WORK TO BE COMPLETED:
Report only how many lines in the rows below contain the string "positive".

EXTRACTED MATERIAL:

------------------------------

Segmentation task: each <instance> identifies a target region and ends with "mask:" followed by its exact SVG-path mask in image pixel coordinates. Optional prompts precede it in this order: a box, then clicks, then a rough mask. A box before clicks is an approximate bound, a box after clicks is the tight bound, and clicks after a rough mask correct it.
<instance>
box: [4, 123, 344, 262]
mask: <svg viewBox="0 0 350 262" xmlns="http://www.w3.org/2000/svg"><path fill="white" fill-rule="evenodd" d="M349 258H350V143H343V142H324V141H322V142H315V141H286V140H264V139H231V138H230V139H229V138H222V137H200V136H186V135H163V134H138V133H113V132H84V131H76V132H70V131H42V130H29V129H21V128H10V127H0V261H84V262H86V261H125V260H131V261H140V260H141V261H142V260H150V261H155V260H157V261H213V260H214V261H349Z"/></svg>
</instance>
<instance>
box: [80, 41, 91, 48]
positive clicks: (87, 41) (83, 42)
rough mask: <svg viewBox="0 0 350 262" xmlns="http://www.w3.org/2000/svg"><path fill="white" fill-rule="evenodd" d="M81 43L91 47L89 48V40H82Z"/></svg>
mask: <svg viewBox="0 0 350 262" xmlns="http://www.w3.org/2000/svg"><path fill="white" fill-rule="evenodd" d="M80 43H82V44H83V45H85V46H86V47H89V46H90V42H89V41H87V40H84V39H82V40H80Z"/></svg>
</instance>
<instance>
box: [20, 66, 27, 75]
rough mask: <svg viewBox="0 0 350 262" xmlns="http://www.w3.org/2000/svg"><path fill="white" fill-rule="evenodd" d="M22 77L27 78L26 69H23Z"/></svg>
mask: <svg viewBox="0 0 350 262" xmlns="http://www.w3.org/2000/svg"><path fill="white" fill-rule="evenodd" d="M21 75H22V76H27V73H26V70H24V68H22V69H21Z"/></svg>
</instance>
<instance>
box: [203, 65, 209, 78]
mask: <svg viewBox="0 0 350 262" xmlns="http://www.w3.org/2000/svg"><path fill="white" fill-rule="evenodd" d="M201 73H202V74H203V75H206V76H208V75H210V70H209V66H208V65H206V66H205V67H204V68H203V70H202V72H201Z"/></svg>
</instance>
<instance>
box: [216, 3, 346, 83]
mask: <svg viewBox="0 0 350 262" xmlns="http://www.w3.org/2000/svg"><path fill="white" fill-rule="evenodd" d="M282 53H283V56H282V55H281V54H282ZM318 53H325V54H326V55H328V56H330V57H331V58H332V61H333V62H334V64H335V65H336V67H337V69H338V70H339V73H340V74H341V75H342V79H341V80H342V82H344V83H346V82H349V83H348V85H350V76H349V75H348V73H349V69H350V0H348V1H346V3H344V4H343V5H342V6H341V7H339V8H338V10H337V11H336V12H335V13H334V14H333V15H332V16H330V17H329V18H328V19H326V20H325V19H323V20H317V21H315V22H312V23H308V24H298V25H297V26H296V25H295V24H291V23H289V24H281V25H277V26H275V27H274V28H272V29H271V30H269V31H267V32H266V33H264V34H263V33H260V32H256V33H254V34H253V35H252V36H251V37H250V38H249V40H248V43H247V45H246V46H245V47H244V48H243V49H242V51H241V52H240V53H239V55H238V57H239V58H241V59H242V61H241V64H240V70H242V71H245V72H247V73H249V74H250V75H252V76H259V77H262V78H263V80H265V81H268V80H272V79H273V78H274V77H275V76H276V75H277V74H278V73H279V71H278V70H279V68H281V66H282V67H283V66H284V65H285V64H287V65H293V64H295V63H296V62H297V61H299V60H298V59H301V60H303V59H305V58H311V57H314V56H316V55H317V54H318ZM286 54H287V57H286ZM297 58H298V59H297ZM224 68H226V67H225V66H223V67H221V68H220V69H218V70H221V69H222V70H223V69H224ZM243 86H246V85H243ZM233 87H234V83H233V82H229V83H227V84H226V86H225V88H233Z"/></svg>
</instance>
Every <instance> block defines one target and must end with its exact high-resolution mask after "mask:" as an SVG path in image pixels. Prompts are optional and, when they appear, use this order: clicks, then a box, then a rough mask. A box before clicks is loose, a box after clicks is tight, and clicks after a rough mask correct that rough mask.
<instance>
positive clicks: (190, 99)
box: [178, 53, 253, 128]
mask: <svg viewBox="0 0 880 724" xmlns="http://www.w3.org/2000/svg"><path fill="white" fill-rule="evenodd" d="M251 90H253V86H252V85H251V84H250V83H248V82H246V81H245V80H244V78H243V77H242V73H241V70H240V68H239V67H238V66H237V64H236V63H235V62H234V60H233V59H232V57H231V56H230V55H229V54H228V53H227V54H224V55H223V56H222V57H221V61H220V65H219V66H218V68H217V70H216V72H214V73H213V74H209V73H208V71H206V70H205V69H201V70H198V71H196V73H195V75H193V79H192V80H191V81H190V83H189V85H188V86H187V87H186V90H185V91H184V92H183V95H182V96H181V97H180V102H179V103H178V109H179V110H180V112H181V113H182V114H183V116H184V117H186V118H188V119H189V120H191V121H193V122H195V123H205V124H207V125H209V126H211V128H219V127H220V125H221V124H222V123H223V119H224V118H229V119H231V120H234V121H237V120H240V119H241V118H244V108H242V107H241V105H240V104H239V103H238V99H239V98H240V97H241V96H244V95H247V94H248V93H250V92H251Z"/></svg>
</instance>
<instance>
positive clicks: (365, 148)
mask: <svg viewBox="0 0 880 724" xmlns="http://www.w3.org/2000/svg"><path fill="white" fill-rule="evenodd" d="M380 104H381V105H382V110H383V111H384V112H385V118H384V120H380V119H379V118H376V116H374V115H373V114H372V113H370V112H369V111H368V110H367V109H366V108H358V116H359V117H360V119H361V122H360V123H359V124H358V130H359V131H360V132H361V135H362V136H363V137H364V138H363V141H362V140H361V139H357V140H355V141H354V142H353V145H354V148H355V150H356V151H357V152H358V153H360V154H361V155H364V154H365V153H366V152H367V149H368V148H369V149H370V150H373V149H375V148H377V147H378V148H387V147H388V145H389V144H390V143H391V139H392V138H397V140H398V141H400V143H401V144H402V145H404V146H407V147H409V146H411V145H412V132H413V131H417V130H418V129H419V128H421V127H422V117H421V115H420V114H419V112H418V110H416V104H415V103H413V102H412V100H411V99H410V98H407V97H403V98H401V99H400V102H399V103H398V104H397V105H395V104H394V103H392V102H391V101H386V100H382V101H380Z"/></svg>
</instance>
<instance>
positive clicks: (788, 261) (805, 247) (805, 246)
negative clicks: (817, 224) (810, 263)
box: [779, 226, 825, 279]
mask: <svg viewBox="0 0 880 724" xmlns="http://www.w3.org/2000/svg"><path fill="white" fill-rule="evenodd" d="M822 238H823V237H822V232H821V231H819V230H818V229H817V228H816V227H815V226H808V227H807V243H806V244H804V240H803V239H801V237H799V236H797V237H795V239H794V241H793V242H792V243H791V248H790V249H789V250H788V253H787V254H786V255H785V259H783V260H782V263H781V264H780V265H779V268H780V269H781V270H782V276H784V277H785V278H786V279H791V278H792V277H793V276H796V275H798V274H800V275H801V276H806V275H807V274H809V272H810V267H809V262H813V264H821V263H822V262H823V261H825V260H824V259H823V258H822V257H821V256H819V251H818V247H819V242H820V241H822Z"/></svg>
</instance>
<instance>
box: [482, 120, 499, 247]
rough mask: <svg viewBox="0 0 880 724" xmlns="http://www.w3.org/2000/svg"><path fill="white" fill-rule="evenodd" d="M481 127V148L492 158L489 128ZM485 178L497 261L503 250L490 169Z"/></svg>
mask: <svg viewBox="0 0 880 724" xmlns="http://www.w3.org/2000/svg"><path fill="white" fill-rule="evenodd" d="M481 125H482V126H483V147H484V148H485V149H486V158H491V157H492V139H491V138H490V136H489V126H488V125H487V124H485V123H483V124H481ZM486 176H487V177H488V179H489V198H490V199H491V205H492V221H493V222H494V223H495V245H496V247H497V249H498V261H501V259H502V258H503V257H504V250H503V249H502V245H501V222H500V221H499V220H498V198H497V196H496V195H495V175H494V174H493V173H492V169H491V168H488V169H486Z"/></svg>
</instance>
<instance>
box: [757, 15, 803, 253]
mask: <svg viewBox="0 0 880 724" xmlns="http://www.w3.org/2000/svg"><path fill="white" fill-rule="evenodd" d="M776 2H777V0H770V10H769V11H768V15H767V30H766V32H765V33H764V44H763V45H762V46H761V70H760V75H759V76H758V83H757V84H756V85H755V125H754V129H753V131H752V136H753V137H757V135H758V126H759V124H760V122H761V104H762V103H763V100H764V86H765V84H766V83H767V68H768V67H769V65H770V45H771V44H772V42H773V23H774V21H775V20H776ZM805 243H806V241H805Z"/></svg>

------------------------------

TASK RESULT:
4